▸ **Alıştırma yönergeleri**
**1)** Belgeye göre TMK'nın 640. maddesinin başlığı nedir?
**2)** Belgede "Mirasçılar terekeye elbirliğiyle" sözlerinden "bir temsilci atayabilir." sözlerine kadar uzanan bölümü, "sulh mahkemesi" ifadesinin yerine "asliye hukuk mahkemesi" getirerek yeniden yazın.

▸ **Belge**

"""

3.1.1. Çekişmeli temyize konu 198 ada 10, 190 ada 18, 192 ada 3, 198 ada 1 ve 200 ada 11 parsel sayılı taşınmazlar irsen intikal, taksim ve kazandırıcı zamanaşımı zilyetliği ile davalı … adına tespit ve tescil edilmiştir.
3.2. İlgili Hukuk
3.2.1. 4721 sayılı Türk Medeni Kanunu’nun 6. maddesinde, “Kanunda aksine bir hüküm bulunmadıkça, taraflardan her biri, hakkını dayandırdığı olguların varlığını ispatla yükümlüdür.”,
3.2.2. 3402 sayılı Kadastro Kanunu’nun 15. maddesi ” Tapuda kayıtlı taşınmaz malların malikleri veya bunların mirasçıları arasında, tapuda kayıtlı olmayan taşınmaz malların ise on dördüncü madde gereğince belirlenen zilyetleri arasında taksim edildikleri belgelerle veya bilirkişi veyahut tanık beyanları ile sabit olduğu takdirde bu mallar taksim gereğince zilyetleri adına tespit olunur. ” hükmünü içermektedir.
3.2.3. TMK’nın 599. maddesi hükmü uyarınca miras; murisin ölümüyle ve terekenin açılmasıyla mirasçılarına geçer ve mirasçılar terekedeki mallar (menkul- gayrimenkul) üzerinde bu tarih itibariyle hak sahibi olurlar.
3.2.4. TMK’nın “Miras ortaklığı” başlıklı 640. maddesinde de;
“Birden çok mirasçı bulunması halinde, mirasın geçmesiyle birlikte paylaşmaya kadar, mirasçılar arasında terekedeki bütün hak ve borçları kapsayan bir ortaklık meydana gelir.
Mirasçılar terekeye elbirliğiyle sahip olurlar ve sözleşme veya kanundan doğan temsil ya da yönetim yetkisi saklı kalmak üzere, terekeye ait bütün haklar üzerinde birlikte tasarruf ederler.
Mirasçılardan birinin istemi üzerine sulh mahkemesi, miras ortaklığına paylaşmaya kadar bir temsilci atayabilir.
Mirasçılardan her biri, terekedeki hakların korunmasını isteyebilir. Sağlanan korumadan mirasçıların hepsi yararlanır…” hükmü öngörülmüştür.
3.2.5. TMK’nın 702/4. maddesinde “…ortaklardan her biri, topluluğa giren hakların korunmasını sağlayabilir. Bu korumadan bütün ortaklar yararlanır…” hükmü öngörülmüştür. Buna göre; olağan koruma eylemleri ve buna bağlı olarak onarımlar, mahsullerin toplanması bozulacak olanların satılması, acele olarak yapılması zorunlu bulunan işlemin yerine getirilmesi ile istihkak, el atmanın önlenmesi, tapu sicilinde hak sahipliğinin saptanması gibi taksimi mümkün olmayan talepler, ortaklardan her biri tarafından dava yoluyla ileri sürülebilir (Yargıtay Hukuk Genel Kurulunun (HGK) 20.03.2013 tarihli ve 2012/8-861E.,2013/391 K.; 05.10.2016 tarihli ve 2014/14-1243 E., 2016/958 K. sayılı kararları)

"""

▸ **Öğe listesi**

"""

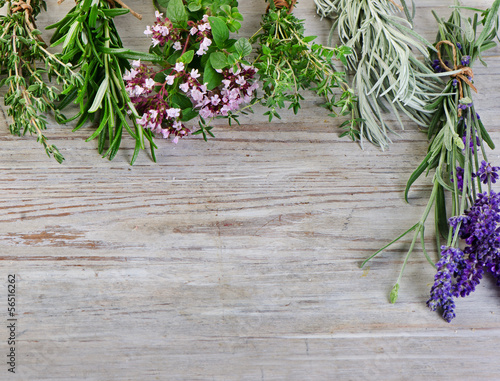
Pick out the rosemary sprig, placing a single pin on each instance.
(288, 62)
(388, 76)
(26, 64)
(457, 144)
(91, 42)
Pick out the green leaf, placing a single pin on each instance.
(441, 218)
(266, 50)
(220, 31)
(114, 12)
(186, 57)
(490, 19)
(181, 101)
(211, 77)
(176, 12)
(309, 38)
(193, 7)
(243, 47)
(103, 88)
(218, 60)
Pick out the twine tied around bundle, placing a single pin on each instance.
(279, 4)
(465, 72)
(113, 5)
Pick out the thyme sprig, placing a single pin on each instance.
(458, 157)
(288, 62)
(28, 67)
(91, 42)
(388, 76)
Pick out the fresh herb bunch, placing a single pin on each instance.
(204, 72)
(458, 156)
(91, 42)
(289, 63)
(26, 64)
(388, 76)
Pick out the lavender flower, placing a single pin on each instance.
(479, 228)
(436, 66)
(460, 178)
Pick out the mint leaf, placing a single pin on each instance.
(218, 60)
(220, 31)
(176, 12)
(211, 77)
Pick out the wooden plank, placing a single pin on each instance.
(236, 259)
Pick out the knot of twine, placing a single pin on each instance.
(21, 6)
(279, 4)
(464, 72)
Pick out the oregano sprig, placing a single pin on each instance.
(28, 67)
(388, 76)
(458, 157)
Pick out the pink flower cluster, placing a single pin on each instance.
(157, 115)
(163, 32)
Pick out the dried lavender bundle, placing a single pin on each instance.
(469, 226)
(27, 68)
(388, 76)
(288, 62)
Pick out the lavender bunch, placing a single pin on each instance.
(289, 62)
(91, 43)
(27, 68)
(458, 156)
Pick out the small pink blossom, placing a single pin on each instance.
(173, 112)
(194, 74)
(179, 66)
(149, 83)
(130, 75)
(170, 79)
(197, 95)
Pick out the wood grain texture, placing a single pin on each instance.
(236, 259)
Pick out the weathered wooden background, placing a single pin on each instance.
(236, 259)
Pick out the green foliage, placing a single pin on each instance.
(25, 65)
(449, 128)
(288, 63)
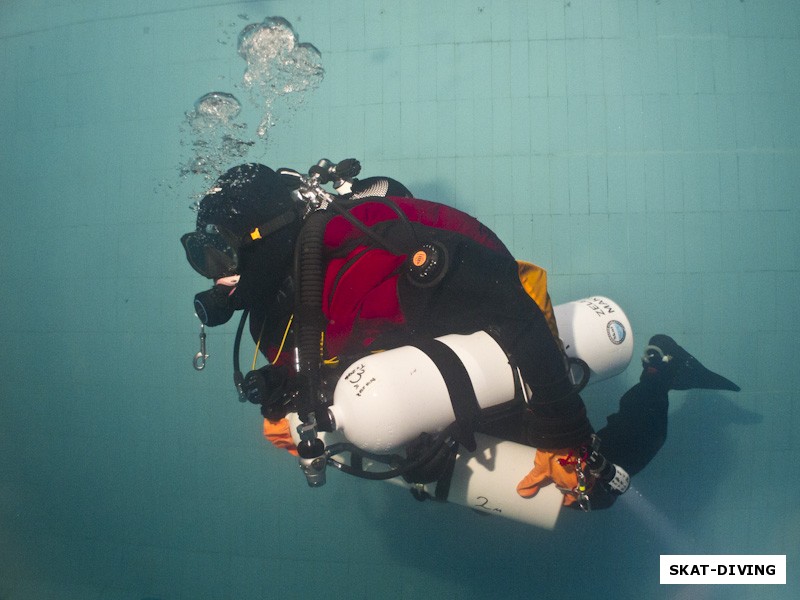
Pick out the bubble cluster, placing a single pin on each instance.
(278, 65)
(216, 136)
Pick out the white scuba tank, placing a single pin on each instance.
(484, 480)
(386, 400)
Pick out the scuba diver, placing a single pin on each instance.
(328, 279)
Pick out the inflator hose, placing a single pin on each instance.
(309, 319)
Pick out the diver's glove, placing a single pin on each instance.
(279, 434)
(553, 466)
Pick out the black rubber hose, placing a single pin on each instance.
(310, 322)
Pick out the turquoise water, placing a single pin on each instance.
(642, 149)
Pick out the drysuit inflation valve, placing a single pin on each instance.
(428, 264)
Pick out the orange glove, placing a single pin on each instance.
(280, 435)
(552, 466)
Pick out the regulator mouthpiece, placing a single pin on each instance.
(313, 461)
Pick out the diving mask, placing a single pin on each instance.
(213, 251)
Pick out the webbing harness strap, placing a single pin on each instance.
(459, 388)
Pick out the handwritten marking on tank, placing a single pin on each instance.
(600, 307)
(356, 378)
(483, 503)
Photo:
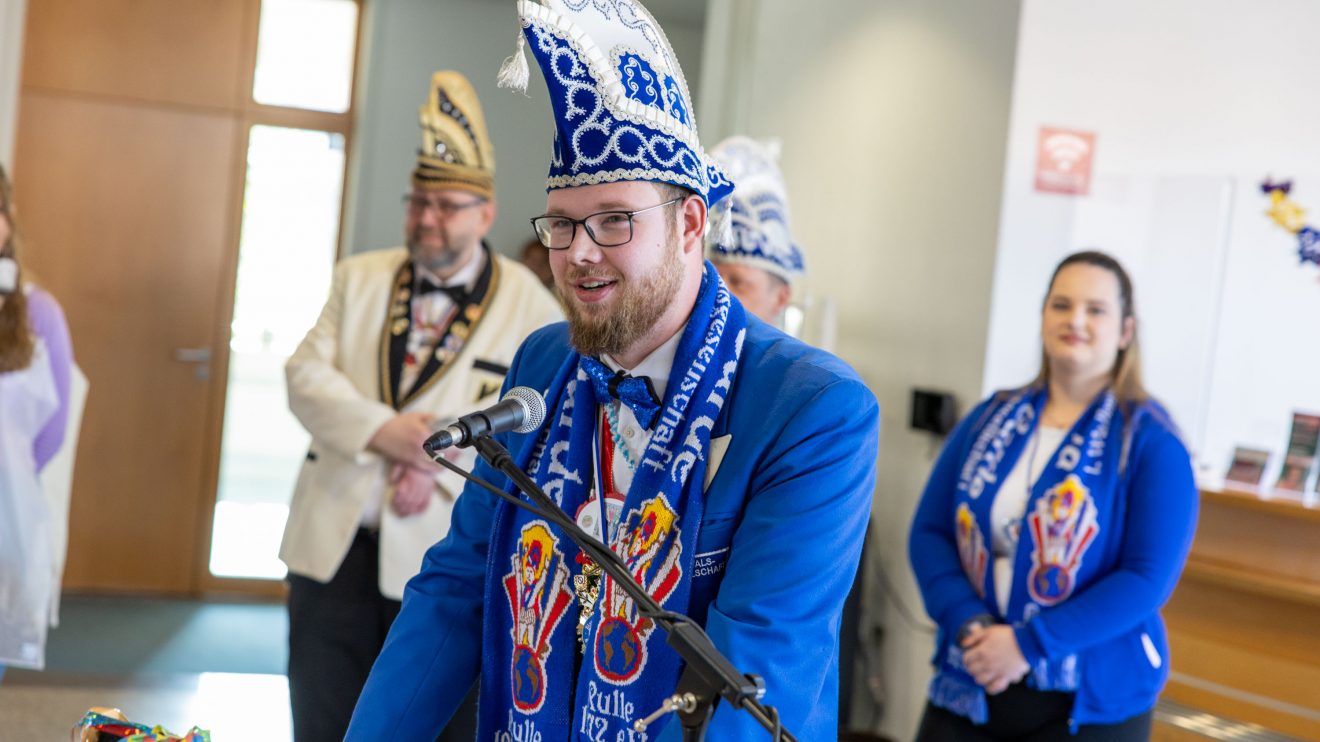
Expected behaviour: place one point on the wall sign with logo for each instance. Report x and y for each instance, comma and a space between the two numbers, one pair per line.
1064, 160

"""

▸ **Tam cevaplar**
**1)** Miras ortaklığı.

**2)**
Mirasçılar terekeye elbirliğiyle sahip olurlar ve sözleşme veya kanundan doğan temsil ya da yönetim yetkisi saklı kalmak üzere, terekeye ait bütün haklar üzerinde birlikte tasarruf ederler.
Mirasçılardan birinin istemi üzerine asliye hukuk mahkemesi, miras ortaklığına paylaşmaya kadar bir temsilci atayabilir.